- **Stored dataset items**
"""

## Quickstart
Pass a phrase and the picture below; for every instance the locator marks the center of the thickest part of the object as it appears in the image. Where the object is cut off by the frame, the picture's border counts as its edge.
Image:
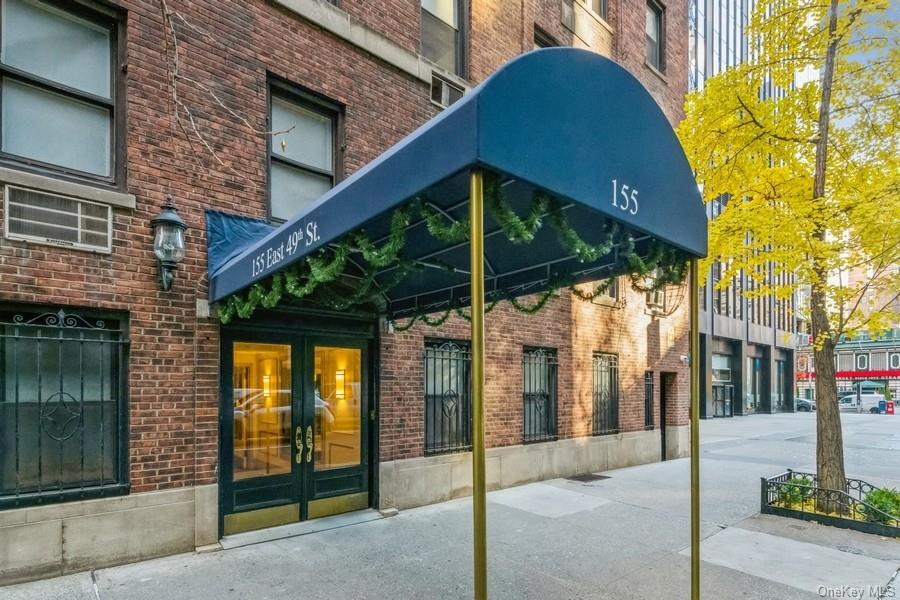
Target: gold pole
(479, 499)
(695, 430)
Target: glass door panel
(261, 390)
(337, 438)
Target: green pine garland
(517, 230)
(662, 265)
(454, 233)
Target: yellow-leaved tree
(800, 144)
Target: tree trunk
(829, 437)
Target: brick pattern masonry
(233, 47)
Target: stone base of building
(419, 481)
(46, 541)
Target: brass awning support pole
(479, 498)
(695, 429)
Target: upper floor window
(302, 156)
(58, 62)
(598, 6)
(894, 360)
(442, 34)
(542, 39)
(656, 299)
(654, 35)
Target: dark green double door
(295, 428)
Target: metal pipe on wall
(479, 497)
(695, 429)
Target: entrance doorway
(295, 435)
(723, 400)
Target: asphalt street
(624, 536)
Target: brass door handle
(298, 442)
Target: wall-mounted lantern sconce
(339, 384)
(168, 242)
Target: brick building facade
(188, 107)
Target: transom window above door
(58, 64)
(302, 156)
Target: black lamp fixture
(168, 242)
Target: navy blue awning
(564, 121)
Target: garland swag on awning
(585, 181)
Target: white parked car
(867, 403)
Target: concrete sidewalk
(622, 537)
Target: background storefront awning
(562, 121)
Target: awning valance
(561, 122)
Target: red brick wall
(174, 356)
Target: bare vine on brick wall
(181, 111)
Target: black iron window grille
(605, 379)
(539, 370)
(63, 417)
(648, 400)
(448, 410)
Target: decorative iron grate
(62, 406)
(605, 380)
(539, 373)
(648, 400)
(448, 411)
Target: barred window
(63, 420)
(605, 378)
(448, 409)
(539, 369)
(648, 400)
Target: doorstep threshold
(239, 540)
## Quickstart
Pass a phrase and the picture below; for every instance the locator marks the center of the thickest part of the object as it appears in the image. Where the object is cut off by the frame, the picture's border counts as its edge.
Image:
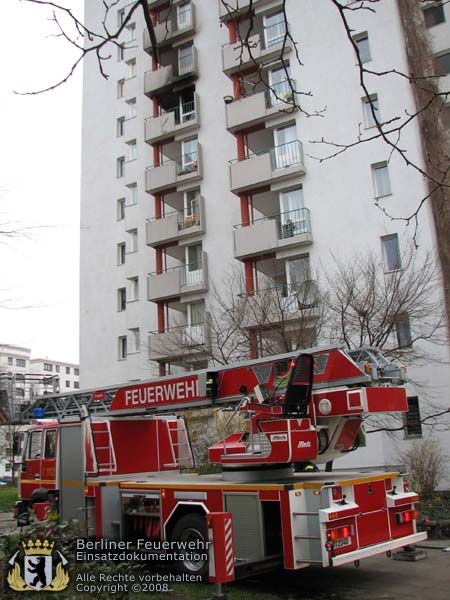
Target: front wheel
(191, 528)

"""

- **WHAT YOU HAVE TO DO**
Where the line with "Target: gold pole" appears in the entries above, begin there and restate every line to the end word for word, minus the pictures.

- **SOLUTION TO THIS PROBLEM**
Target: gold pole
(479, 499)
(695, 430)
Target: glass door panel
(261, 390)
(337, 438)
Target: green pine garland
(517, 230)
(662, 265)
(454, 233)
Target: yellow-leaved tree
(800, 144)
Target: tree trunk
(829, 437)
Target: brick pattern masonry
(233, 47)
Target: stone base of building
(419, 481)
(46, 541)
Target: brass awning support pole
(479, 498)
(695, 429)
Target: upper floor window
(302, 156)
(58, 62)
(598, 6)
(894, 360)
(442, 34)
(542, 39)
(656, 299)
(654, 35)
Target: dark green double door
(295, 428)
Target: metal pipe on wall
(479, 497)
(695, 429)
Target: entrance doorway
(295, 435)
(723, 400)
Target: asphalt street
(624, 536)
Target: brass door handle
(298, 442)
Target: wall-mounted lantern sconce
(339, 384)
(168, 242)
Target: brick building facade
(188, 107)
Target: transom window above door
(58, 64)
(302, 156)
Target: black lamp fixture
(168, 242)
Target: navy blue awning
(564, 121)
Target: garland swag on awning
(585, 181)
Target: white parked car
(867, 403)
Target: concrete sidewalk
(622, 537)
Target: background storefront awning
(562, 121)
Target: awning valance
(561, 122)
Target: red brick wall
(174, 356)
Target: bare vine on brick wall
(181, 111)
Target: black iron window grille
(605, 379)
(539, 370)
(63, 417)
(648, 400)
(448, 410)
Target: decorative iron grate
(62, 406)
(605, 380)
(539, 373)
(648, 400)
(448, 411)
Target: barred window
(63, 420)
(605, 378)
(448, 409)
(539, 369)
(648, 400)
Target: doorstep threshold
(239, 540)
## Quickstart
Pass a phrase and the picture below; for every instance the locator marks the center of the thickest part of the object as it appears in the image. Where the object is cut off by the frame, the picture's border counts as its edge.
Image:
Target: front wheel
(191, 528)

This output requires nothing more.